(Data entries)
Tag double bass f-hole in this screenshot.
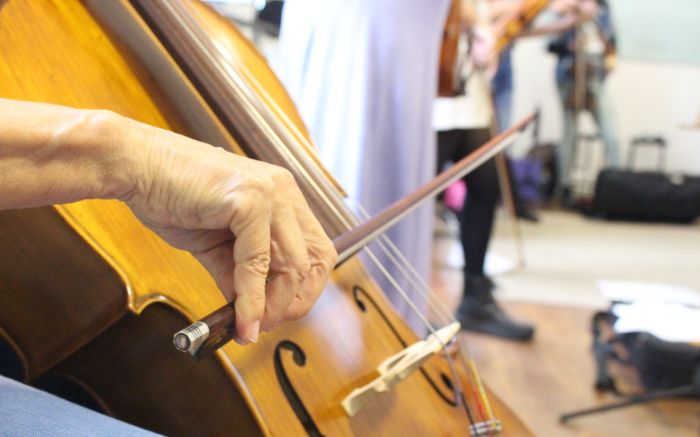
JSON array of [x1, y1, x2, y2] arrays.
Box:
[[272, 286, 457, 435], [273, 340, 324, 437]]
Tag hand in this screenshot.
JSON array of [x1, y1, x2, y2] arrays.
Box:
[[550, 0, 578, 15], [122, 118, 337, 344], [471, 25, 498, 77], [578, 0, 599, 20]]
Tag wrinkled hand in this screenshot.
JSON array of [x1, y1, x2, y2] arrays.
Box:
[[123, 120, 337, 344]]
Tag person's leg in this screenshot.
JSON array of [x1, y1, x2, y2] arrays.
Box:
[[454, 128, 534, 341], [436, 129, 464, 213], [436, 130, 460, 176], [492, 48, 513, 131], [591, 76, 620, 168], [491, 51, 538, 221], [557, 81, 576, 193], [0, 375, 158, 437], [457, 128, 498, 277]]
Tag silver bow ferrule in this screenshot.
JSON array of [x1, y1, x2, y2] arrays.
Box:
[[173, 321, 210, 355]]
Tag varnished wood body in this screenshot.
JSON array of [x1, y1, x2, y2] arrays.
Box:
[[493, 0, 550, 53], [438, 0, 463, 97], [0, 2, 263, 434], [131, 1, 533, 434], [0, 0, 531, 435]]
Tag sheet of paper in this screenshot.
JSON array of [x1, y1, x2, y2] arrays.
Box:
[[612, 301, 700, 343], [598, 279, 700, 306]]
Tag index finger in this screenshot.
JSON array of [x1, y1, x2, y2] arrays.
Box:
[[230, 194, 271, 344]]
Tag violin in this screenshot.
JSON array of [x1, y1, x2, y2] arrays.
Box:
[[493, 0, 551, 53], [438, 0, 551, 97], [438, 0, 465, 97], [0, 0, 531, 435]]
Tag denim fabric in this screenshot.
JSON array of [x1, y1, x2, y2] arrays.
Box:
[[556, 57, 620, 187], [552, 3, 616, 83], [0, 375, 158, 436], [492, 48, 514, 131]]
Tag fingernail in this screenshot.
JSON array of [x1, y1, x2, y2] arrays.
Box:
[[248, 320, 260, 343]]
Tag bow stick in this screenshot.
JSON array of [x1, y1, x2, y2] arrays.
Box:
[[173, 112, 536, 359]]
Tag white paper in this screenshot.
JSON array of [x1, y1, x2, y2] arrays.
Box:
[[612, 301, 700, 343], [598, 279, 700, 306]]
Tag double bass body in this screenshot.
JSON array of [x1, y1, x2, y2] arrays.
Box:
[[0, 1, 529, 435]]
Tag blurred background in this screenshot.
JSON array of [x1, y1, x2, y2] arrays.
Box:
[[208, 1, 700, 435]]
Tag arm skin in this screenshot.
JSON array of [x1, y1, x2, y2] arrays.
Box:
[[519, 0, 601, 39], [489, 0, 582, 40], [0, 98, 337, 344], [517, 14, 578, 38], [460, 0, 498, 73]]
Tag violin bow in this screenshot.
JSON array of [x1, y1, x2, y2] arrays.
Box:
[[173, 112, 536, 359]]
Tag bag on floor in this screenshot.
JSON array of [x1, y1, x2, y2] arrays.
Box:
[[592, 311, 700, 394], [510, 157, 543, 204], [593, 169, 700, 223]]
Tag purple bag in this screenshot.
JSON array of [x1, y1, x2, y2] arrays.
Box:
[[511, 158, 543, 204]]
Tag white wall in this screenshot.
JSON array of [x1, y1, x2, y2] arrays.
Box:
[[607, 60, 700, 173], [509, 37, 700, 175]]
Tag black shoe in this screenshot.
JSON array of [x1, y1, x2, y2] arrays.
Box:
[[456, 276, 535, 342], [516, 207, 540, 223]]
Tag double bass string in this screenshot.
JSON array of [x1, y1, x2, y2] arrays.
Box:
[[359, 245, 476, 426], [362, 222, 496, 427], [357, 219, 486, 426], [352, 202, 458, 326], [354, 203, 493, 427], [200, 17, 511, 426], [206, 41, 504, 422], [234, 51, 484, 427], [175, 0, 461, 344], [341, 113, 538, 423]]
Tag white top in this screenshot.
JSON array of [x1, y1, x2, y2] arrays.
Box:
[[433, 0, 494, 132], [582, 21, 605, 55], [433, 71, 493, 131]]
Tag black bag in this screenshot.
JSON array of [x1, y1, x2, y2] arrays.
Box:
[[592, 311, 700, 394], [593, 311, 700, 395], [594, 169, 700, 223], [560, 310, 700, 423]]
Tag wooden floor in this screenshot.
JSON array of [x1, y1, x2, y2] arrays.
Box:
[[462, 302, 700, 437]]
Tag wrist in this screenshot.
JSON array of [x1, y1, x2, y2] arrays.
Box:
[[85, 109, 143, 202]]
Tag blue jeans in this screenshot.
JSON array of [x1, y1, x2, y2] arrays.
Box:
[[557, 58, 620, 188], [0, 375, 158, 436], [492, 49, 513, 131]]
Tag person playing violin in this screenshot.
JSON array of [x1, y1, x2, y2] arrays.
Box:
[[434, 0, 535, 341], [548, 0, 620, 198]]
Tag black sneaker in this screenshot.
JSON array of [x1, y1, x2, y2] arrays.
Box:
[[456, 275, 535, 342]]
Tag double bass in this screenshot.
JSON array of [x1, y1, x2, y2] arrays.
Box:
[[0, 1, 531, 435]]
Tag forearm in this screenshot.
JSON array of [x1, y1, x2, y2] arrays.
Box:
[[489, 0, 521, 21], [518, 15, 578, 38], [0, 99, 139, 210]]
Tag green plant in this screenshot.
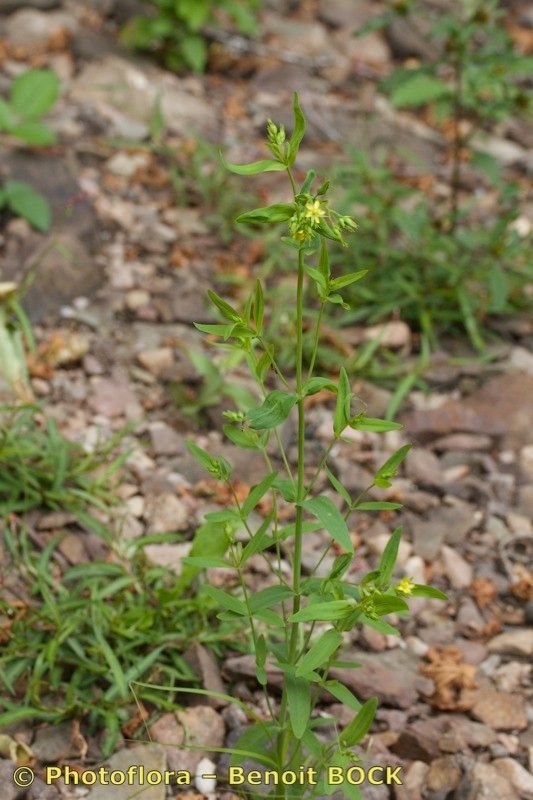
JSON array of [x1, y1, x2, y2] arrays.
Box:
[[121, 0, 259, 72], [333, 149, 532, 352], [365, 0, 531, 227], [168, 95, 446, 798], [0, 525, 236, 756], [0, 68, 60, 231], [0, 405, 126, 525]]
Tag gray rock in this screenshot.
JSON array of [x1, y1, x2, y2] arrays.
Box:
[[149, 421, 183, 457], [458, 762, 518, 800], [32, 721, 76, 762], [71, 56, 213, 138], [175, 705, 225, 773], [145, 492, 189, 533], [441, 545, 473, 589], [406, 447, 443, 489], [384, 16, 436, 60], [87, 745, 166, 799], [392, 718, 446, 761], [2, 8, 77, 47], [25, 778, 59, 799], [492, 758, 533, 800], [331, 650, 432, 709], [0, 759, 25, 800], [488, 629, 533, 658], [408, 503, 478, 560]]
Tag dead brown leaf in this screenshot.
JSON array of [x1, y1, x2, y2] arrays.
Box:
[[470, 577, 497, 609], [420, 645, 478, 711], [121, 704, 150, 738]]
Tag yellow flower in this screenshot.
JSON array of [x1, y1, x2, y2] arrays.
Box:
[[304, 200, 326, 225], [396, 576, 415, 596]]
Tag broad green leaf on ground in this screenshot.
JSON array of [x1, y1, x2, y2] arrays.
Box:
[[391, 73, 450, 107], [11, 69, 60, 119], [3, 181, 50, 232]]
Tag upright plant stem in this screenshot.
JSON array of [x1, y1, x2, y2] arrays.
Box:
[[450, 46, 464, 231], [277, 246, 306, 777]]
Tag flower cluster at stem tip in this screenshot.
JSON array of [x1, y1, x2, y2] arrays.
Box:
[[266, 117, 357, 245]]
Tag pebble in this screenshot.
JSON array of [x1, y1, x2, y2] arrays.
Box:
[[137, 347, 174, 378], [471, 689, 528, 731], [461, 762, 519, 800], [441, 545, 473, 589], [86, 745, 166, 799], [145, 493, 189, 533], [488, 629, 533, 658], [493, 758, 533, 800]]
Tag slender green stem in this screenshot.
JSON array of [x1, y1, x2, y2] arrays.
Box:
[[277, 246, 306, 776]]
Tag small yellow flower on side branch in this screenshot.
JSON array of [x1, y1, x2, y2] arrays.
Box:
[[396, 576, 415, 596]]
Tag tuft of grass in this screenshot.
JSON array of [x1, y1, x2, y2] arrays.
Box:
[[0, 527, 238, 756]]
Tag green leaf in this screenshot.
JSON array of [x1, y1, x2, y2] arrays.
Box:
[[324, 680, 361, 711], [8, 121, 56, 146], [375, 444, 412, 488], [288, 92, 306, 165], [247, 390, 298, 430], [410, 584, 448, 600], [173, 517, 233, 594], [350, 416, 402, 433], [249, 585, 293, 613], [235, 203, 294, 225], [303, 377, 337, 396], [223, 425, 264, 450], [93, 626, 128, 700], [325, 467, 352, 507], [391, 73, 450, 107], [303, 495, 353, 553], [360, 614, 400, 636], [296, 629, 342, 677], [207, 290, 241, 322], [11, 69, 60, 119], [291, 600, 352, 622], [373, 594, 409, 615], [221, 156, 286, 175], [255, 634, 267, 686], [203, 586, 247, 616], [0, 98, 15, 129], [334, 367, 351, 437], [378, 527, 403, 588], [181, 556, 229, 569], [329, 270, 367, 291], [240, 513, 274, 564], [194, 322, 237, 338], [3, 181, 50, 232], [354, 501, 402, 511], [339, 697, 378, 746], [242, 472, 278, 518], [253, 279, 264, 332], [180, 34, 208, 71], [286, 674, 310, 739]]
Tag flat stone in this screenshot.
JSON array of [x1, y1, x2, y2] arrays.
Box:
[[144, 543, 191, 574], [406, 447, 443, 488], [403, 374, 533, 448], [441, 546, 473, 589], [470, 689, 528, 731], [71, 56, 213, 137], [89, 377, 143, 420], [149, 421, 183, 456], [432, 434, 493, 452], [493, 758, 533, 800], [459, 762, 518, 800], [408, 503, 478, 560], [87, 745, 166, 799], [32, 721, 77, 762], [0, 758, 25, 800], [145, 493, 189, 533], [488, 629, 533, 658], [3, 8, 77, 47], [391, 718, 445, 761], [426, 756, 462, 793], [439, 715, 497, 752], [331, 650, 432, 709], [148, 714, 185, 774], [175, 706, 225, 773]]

To do: Figure out how many lines above hold "double", then give that number alone.

Result of the task: 4